#### [INFORMATION SUPPLIED]
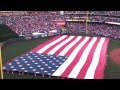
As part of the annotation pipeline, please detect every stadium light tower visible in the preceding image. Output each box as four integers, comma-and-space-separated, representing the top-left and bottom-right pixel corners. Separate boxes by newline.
0, 45, 3, 79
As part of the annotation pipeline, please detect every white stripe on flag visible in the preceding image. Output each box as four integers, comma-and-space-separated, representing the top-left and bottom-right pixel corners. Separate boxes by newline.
58, 36, 82, 56
68, 37, 97, 78
48, 36, 75, 54
52, 37, 90, 76
37, 35, 67, 53
85, 38, 105, 79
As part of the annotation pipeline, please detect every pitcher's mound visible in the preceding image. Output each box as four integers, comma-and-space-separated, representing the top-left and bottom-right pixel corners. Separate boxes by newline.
110, 48, 120, 64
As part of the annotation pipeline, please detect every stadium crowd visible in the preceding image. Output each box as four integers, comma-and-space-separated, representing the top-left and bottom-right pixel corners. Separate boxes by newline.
65, 11, 120, 16
0, 11, 120, 39
67, 22, 120, 39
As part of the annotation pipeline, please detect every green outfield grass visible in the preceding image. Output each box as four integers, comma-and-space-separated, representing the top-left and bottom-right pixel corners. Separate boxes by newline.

#### [DIRECTIONS]
Write out all of the data above again except the pictures, keeping every request, and multiply each box corner coordinate in the answers by 2.1, rounding to whole numbers with halves rounded up.

#### [CORRECT OUTPUT]
As part of the annotation pipeline, please detect every stadium light tower visible in the preceding image. Output each box as four integers, comma-and-space-separated, representing the top-left and bottom-right pixel corners. Separate boxes by newline.
0, 95, 6, 166
As part of the annotation pipeline, please detect every white stripe on flag visible in the preceding image. Output each box as four integers, comma-and-space-separated, representing the top-left and bottom-right pixel corners. Separate boxes by newline.
122, 76, 172, 118
143, 78, 204, 164
101, 76, 158, 113
109, 78, 189, 160
78, 74, 141, 111
179, 80, 221, 166
As part of the annotation pipeline, please detect every pitcher's mound visible in the preceding image. Output each box as four integers, comma-and-space-separated, representing the top-left and bottom-right pixel corners. Separate boxes by newline.
231, 101, 252, 134
As part of the annotation pipeline, please detect every stadium crowd visible in the preceding image. Output each box as four integers, comma-and-space-separated, representing the top-left and bottom-right pixel corners. Separate boxes by newline.
137, 23, 252, 34
0, 23, 252, 82
141, 46, 252, 82
As part of the annotation pipeline, please detect every green outfield grass visible in the preceding image. Output each box as four integers, comma-and-space-separated, representing the top-left and bottom-right pixel corners. Separate boxes by newline.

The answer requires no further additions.